Victoire du Labour : une candidate juive élue ; George Galloway perd son siège
Le changement radical du parti, loin des politiques de l'ère Corbyn, s'est manifesté dans la circonscription qui compte l'une des plus grandes communautés juives du Royaume-Uni, où Sarah Sackman, a remporté 44,3 % des voix
Keir Starmer est devenu le nouveau Premier ministre britannique vendredi, après que le Parti travailliste a remporté les 326 sièges nécessaires pour obtenir la majorité parlementaire, marquant ainsi une défaite historique pour le parti conservateur de Rishi Sunak.
« Nous avons réussi ! Le changement commence maintenant », a déclaré Starmer dans son discours de victoire prononcé tôt dans la matinée. Il a préalablement remercié les électeurs d’avoir placé leur confiance en son « parti travailliste renouvelé », qu’il a repris en 2020.
Depuis, il s’est efforcé d’éradiquer l’antisémitisme au sein du parti et a suspendu son ancien leader d’extrême gauche, Jeremy Corbyn. Starmer a souligné dans son discours que la bataille pour la confiance serait le défi central de notre époque et qu’il serait jugé sur sa capacité à démontrer que la politique peut être une force positive dans le monde.
Le roi Charles III, chef de l’État britannique, a officiellement nommé Keir Starmer Premier ministre lors d’une audience au Palais de Buckingham. Une photo publiée par le Palais montre le monarque serrant la main de Starmer. Le Roi avait préalablement accepté la démission du leader conservateur Rishi Sunak.
Le parti travailliste de centre-gauche est en passe de remporter 410 des 650 sièges du Parlement, ce qui représente un étonnant retournement de situation par rapport à la situation d’il y a cinq ans, lorsque le parti avait enregistré ses pires résultats depuis 1935 sous Corbyn.
Le résultat donnerait au Parti travailliste une majorité de 170 sièges et mettrait fin à 14 années de gouvernement conservateur de plus en plus tumultueux.
Le Premier ministre Rishi Sunak a concédé sa défaite vendredi matin, après l’annonce des résultats confirmant qu’il avait réussi à conserver son siège parlementaire dans le nord de l’Angleterre.
« Le parti travailliste a remporté ce scrutin général et j’ai appelé Sir Keir Starmer pour le féliciter de sa victoire », a annoncé Sunak après avoir remporté son siège parlementaire dans le nord de l’Angleterre.
« La passation de pouvoir se fera aujourd’hui de manière paisible et ordonnée, en faisant preuve de bonne volonté de la part de toutes les parties. Cela devrait nous inspirer confiance dans la stabilité et l’avenir de notre pays », a-t-il ajouté.
Après avoir remporté son siège à Londres, Starmer a déclaré jeudi que les résultats partiels démontraient que « ce soir, les gens d’ici et de tout le pays se sont exprimés et sont prêts pour le changement, pour mettre fin à la politique de spectacle, pour un retour à la politique en tant que service public ».

CONSIGNES DE L'EXERCICE =
1. Résumez en une seule phrase le paragraphe de l'article sur la victoire travailliste qui commence par « Le roi Charles III », sans perdre ses faits principaux.
2. Pour chacune des affirmations suivantes, dites si elle concorde avec l'article sur la victoire travailliste, en citant les mots décisifs. (a) Keir Starmer a repris le parti travailliste en 2020. (b) Le parti travailliste avait enregistré ses pires résultats depuis 1935 sous Rishi Sunak. (c) Rishi Sunak a perdu son siège parlementaire.
3. Poursuivez, s'il vous plaît, l'article sur la victoire travailliste à partir de sa dernière phrase.

MATÉRIEL FOURNI =

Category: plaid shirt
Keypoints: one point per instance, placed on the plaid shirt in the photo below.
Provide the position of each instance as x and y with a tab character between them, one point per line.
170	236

RÉPONSES PAR CONSIGNE =
1. Au Palais de Buckingham, le roi Charles III, chef de l’État britannique, a officiellement nommé Keir Starmer Premier ministre après avoir accepté la démission de Rishi Sunak, et une photo publiée par le Palais montre le monarque serrant la main de Starmer.

2.
(a) Oui : « qu’il a repris en 2020 ».
(b) Non : « lorsque le parti avait enregistré ses pires résultats depuis 1935 sous Corbyn ».
(c) Non : « il avait réussi à conserver son siège parlementaire dans le nord de l’Angleterre ».

3.
Comme le veut la coutume au Royaume-Uni, où les Premiers ministres et les candidats au poste de Premier ministre se retrouvent souvent face à des candidats comiques, Starmer a partagé la scène avec Nick the Incredible Flying Brick du Monster Raving Looney Party, qui a obtenu 162 voix, et Bobby « Elmo » Smith, déguisé en personnage populaire du dessin animé Sesame Street, et qui a obtenu 19 voix.
« Le changement commence ici », a ajouté Starmer. « Parce qu’il s’agit de votre démocratie, de votre communauté et de votre avenir. Vous avez voté. Maintenant, il est temps pour nous d’agir ».
Quelques heures plus tard, alors que les résutlats des votes continuaient d’affluer, indiquant une victoire écrasante des travaillistes, Starmer s’est engagé à entamer une période de « renouveau national » au Royaume-Uni.
Lors d’un discours de victoire triomphale à Londres, il a annoncé : « Aujourd’hui, nous ouvrons le prochain chapitre – nous entamons le travail de changement, la mission de renouveau national et nous commençons à reconstruire notre pays. »
S’adressant à ses partisans, il a ajouté : « Notre tâche est de renouveler les idées qui unissent ce pays : le renouveau national. La lutte pour la confiance est la bataille qui définit notre époque. C’est pourquoi nous avons mené cette campagne avec tant de détermination pour démontrer que nous sommes capables de servir le public. »
À son arrivée au pouvoir, Starmer se trouvera confronté à un lourd passif, à une économie morose, à des services publics défaillants et à une baisse du niveau de vie, autant de facteurs qui ont contribué à la chute des Conservateurs.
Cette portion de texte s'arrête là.